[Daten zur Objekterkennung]
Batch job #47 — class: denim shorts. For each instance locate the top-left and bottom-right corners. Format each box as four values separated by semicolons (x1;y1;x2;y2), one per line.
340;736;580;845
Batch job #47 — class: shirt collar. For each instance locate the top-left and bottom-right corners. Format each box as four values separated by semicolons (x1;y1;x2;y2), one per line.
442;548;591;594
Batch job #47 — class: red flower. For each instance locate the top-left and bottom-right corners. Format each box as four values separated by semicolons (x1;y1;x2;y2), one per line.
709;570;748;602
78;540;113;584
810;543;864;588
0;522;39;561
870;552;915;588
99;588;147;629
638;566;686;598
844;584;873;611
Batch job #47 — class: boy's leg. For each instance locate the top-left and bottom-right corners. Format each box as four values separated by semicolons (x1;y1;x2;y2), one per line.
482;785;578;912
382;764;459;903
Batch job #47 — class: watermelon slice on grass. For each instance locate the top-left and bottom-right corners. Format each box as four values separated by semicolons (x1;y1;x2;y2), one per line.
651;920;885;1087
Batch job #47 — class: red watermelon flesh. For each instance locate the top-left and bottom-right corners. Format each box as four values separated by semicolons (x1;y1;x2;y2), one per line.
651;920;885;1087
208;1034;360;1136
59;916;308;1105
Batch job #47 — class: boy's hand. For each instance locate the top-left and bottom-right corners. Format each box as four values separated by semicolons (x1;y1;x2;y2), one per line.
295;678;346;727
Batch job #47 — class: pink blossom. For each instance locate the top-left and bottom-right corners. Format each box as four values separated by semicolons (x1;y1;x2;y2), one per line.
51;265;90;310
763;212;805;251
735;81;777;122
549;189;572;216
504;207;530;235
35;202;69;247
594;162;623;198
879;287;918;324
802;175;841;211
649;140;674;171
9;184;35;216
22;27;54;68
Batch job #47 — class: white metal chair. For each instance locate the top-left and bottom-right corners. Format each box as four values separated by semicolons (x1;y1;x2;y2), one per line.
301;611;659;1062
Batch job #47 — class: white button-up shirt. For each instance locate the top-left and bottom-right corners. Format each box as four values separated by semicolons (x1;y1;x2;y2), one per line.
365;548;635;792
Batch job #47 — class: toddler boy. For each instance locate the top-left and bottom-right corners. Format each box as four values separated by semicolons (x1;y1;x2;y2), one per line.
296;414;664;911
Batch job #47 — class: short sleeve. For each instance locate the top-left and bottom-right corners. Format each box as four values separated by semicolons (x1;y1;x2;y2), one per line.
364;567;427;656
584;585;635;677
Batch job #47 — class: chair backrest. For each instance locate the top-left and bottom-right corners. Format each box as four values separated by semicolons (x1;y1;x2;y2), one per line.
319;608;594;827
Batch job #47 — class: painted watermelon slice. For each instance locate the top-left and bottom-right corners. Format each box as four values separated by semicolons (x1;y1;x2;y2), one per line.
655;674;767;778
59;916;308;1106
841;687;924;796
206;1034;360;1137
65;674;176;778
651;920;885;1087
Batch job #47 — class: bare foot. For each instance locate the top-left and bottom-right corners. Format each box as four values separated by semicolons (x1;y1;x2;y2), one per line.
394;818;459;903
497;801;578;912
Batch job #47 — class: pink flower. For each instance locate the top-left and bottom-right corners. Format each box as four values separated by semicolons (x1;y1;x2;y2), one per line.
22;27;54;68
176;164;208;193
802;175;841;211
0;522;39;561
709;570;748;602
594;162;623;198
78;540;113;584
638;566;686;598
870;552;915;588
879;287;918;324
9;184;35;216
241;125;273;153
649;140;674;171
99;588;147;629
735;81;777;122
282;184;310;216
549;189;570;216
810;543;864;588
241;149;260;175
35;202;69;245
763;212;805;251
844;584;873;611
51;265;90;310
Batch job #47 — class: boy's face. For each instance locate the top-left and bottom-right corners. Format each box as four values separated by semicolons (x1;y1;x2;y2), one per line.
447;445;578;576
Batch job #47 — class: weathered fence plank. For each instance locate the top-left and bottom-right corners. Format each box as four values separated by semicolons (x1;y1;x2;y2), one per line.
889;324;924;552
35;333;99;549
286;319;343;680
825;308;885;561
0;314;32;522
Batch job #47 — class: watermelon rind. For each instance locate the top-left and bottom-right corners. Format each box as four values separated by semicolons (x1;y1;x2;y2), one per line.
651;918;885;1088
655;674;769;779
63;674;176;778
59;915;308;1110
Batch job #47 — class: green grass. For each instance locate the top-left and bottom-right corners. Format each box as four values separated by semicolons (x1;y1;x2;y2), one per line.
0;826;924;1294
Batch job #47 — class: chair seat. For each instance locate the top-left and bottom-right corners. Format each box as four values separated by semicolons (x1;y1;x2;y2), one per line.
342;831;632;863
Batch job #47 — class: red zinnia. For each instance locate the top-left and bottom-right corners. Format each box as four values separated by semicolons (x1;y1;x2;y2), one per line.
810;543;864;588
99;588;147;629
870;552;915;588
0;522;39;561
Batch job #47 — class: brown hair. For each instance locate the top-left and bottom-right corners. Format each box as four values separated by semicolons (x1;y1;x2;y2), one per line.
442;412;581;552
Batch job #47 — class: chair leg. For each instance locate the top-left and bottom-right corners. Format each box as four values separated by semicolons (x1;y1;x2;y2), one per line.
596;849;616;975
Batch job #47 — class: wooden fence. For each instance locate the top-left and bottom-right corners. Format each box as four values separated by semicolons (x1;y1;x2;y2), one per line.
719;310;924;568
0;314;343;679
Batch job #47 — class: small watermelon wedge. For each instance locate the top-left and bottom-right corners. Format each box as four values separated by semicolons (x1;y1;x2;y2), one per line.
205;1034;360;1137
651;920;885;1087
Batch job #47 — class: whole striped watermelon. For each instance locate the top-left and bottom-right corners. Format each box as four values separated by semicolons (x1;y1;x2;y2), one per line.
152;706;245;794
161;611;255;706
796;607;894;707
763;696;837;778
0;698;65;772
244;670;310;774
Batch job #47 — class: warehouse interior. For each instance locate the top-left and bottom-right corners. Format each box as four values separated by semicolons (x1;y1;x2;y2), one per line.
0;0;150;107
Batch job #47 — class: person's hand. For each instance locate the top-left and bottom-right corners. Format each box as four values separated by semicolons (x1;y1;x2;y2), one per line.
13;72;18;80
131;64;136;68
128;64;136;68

AUFGABE = Wiederhole sämtliche Datensätze oben Zeile für Zeile und ohne jede Änderung.

LÖSUNG =
Batch job #47 — class: denim shorts. For each instance locate the top-left and bottom-right corners. Format each box as four values separated by semicolons (x1;y1;x2;y2), one per line.
340;736;580;845
Batch job #47 — class: shirt collar. For each instance locate the top-left and bottom-right corners. Format each box as four values separated by semicolons (x1;y1;x2;y2), one per line.
442;548;591;594
Batch job #47 — class: red flower. For each instance locate the top-left and bottom-right corners. Format each box as four values separated by semicolons (x1;y1;x2;y2), one per line.
709;570;748;602
78;540;113;584
810;543;864;588
0;522;39;561
870;552;915;588
99;588;147;629
638;566;686;598
844;584;873;611
Batch job #47 — class: boy's leg. For each instance locate the top-left and bottom-right corners. Format each box as four values separated by semicolons (x1;y1;x2;y2), one per line.
482;785;578;912
382;764;459;903
Batch job #47 — class: watermelon slice on grass. For each instance locate the top-left and bottom-right corners. Format each box as four values separated by semicolons (x1;y1;x2;y2), one per line.
651;920;885;1087
Batch job #47 — class: red watermelon flesh. For each instance locate the top-left and bottom-right corners. Format each box as four values separated by semicolons (x1;y1;x2;y2), one per line.
651;920;885;1087
208;1034;360;1136
59;916;308;1105
Batch job #47 — class: boy's hand. For each instance locate the top-left and bottom-right corners. Format each box as four values separated by semicolons (x1;y1;x2;y2), one per line.
295;678;346;727
Batch job #47 — class: pink blossom. For each instance locate the top-left and bottom-right corners. Format each box as four values separated by semicolons (x1;y1;x2;y2), one per line.
51;265;90;310
763;212;805;251
735;81;777;122
549;189;572;216
504;207;530;235
35;202;69;247
594;162;623;198
879;287;918;324
802;175;841;211
649;140;674;171
9;184;35;216
22;27;54;68
Batch job #47 — class: white metal chair. For each instance locate the top-left and bottom-right corners. Format each box as four values separated by semicolons (x1;y1;x2;y2), one per line.
301;611;659;1062
Batch job #47 — class: white button-up shirt. For each instance locate the top-left and bottom-right corners. Format each box as four values separated by semicolons (x1;y1;x2;y2), one per line.
365;548;635;792
Batch job #47 — class: toddler boy. For each instance locate the top-left and bottom-right corners. Format each box as four values separated by semicolons (x1;y1;x2;y2), one per line.
296;414;664;911
Batch job #47 — class: short sleeve. For each instance locate the top-left and bottom-right corners. Format each box as four values separated by semicolons (x1;y1;x2;y2), one per line.
364;567;427;656
584;585;635;677
Batch job #47 — class: chair backrest. For each instance locate the top-left and bottom-right corners. Format each box as four values separated by semicolons (x1;y1;x2;y2), one per line.
319;608;594;827
Batch job #47 — class: painted watermelon slice. For each instance locate the top-left and bottom-right corners. Format each box as four values separated by semicolons (x1;y1;x2;y2), one per line.
655;674;767;778
59;916;308;1106
841;687;924;796
206;1034;360;1137
65;674;176;778
651;920;885;1087
Batch job #47 — class: bare foot. For each instance locate the top-left and bottom-right corners. Format each box as four values separated by semicolons (x1;y1;x2;y2), one per line.
394;818;459;903
497;801;578;912
Batch job #47 — class: pink flower. For each instance locate the top-left and bottom-right corners. Format each box as four values separated by semicolons (x1;y1;x2;y2), one per line.
22;27;54;68
176;164;208;193
802;175;841;211
0;522;39;561
709;570;748;602
594;162;623;198
78;540;113;584
638;566;686;598
870;552;915;588
879;287;918;324
9;184;35;216
241;125;273;153
649;140;674;171
99;588;147;629
735;81;777;122
282;184;310;216
549;189;570;216
810;543;864;588
241;149;260;175
35;202;69;245
763;212;805;251
844;584;873;611
51;265;90;310
Batch job #47 — class: boy's face. For each instance locate the top-left and bottom-right corners. Format each box as four values separated by semicolons (x1;y1;x2;y2), one per line.
447;445;578;576
Batch job #47 — class: weathered fence plank. For each instance locate the top-left and bottom-right corners. Format each box as four values separated by semicolons (x1;y1;x2;y2), one per line.
889;324;924;552
35;333;99;549
286;319;343;680
825;308;885;561
0;314;32;522
Batch job #47 — class: watermelon rind. For each instance locate the top-left and bottom-right corners. Format each box as four values separated by semicolons (x1;y1;x2;y2), one per line.
651;918;885;1088
655;674;769;779
63;674;176;778
59;915;308;1110
Batch job #47 — class: green grass. For each instance locate the top-left and bottom-right corners. Format each box as four values separated by semicolons (x1;y1;x2;y2), one per line.
0;826;924;1294
Batch job #47 — class: chair seat. For each instance locate the top-left and bottom-right corners. Format each box as four values separated by semicolons (x1;y1;x2;y2), one per line.
342;831;632;863
Batch job #47 — class: red zinnia. For each instance locate the top-left and bottom-right corners. Format each box as four values separated by semicolons (x1;y1;x2;y2), one per line.
810;543;864;588
99;588;147;629
870;552;915;588
0;522;39;561
Batch job #47 — class: brown hair. For each instance locate the top-left and bottom-right corners. Format each box as four values separated by semicolons (x1;y1;x2;y2), one per line.
442;412;581;552
Batch job #47 — class: chair leg. For each instance locate the top-left and bottom-right corners. Format each box as four values separated by semicolons (x1;y1;x2;y2), one per line.
596;849;616;975
Batch job #47 — class: wooden fence. For each instance locate the top-left and bottom-right corners. Format each box as four values separated by semicolons (x1;y1;x2;y2), one per line.
719;310;924;568
0;314;343;679
Batch job #47 — class: small watermelon wedge. For each instance locate the top-left and bottom-right corners. Format each box as four values separated by semicolons (x1;y1;x2;y2), one per line.
205;1034;360;1137
651;920;885;1087
Batch job #47 — class: whole striped watermelon. For each instance locate the top-left and bottom-right corners. Format each box as four values separated by semicolons (x1;y1;x2;y2), one per line.
152;706;245;794
161;611;255;706
796;607;894;707
763;696;837;778
0;698;65;772
244;670;310;774
Batch job #47 — class: warehouse interior. For each instance locate the top-left and bottom-right corners. Format each box as four values separated by semicolons (x1;y1;x2;y2), one per line.
0;0;150;107
Batch job #47 — class: person's hand. For each instance locate the top-left and bottom-right corners. Format each box as four values separated by semicolons (x1;y1;x2;y2), one per line.
13;72;18;80
131;64;136;68
128;64;136;68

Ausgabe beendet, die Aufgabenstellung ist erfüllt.